Those of you who have been following this blog for any length of time – first of all, thanks, it can’t have been easy – and secondly, will know that most journeys I undergo seem to be a bit wierd.  Well, the journey from Xiamen to Guangzhou tops them all in terms of surprises.

Train journeys in Fuijian, the province in which Xiamen sits, are depressingly circuitous, and you board any train in the area knowing you are definitely in it for the long haul.  So the first surprise – a pleasant one, I’ll grant you – was the state of the train.  I got into the hard sleeper carriage, where I had booked a bed, and thought I was in the soft sleeper carriage, it was so plush.  OK, maybe I’ve just been on the backpacker circuit a bit too long, as I was impressed by a bit of carpet on the train floor, but after a few months of travelling round Asia by train, this was pretty top-notch and put me in a good mood immediately.  A nice guy helped me get my ever-weighty backpack up to the luggage compartment at the top, and we got chatting once the train moved on.

He spoke really good English, compared to a lot of Chinese people we met.  He is a (mature) student at Xiamen University, and was returning home to Shenzen for a short trip to see his wife and 6 month old son, and he was telling me of his ambition to become a univeristy lecturer when he’d finished his studies.  He had to read a lot of reports in English, which I think is why his language skills were so impressive.  We were talking about all sorts, politics, schools, football (we talked at length about the World Cup, I think I bored him on this one but he was too polite to say), and finally, places in China I’ve been to.  When I mentioned Shanghai, he said he liked it and he used to live there.  However, the next thing he said nearly made me fall out of my bunk.  He asked me,

“Do you know the English company Pilkington?”

(FYI to those of you who don’t know my history, I used to work for them – of which I will say no more, except for the fact that I got voluntary redundancy from them, without which I would not be here). (In a nutshell).

I confirmed that he did, wondering if he was a spy, a mindreader, or both.  The next thing was even more surprising:

“I used to work for them in Shanghai”.

Now imagine – I’m on a slow train in the middle of a lesser-visited Chinese province, speaking to a random guy on a train, and it turns out not only did we work for the same company (our time overlapped a bit), but some of the same names were familiar to both of us.   I was well and truly freaked. The ultimate ‘small world’ experience?

__Given data__.
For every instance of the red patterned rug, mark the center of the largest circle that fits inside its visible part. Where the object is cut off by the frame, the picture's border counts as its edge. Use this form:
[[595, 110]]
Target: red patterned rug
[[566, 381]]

__Exercise instructions__.
1: From the blog post about the train trip from Xiamen to Guangzhou, write out the part that opens with the words containing "(FYI to those" and closes with "ultimate ‘small world’ experience?".
2: In the blog post about the train trip from Xiamen to Guangzhou, why does the writer think the man on the train spoke such good English? Answer in one to three sentences.
3: Answer these questions from the blog post about the train trip from Xiamen to Guangzhou:
(a) In which kind of carriage had the writer booked a bed?
(b) How old was the man's son?
(c) In which city did the man work for Pilkington?

__The solutions__.
1:
(FYI to those of you who don’t know my history, I used to work for them – of which I will say no more, except for the fact that I got voluntary redundancy from them, without which I would not be here). (In a nutshell).

I confirmed that he did, wondering if he was a spy, a mindreader, or both.  The next thing was even more surprising:

“I used to work for them in Shanghai”.

Now imagine – I’m on a slow train in the middle of a lesser-visited Chinese province, speaking to a random guy on a train, and it turns out not only did we work for the same company (our time overlapped a bit), but some of the same names were familiar to both of us.   I was well and truly freaked. The ultimate ‘small world’ experience?

2: The man had to read a lot of reports in English. The writer thinks that is why his language skills were so impressive.

3:
(a) The hard sleeper carriage.
(b) Six months old.
(c) Shanghai.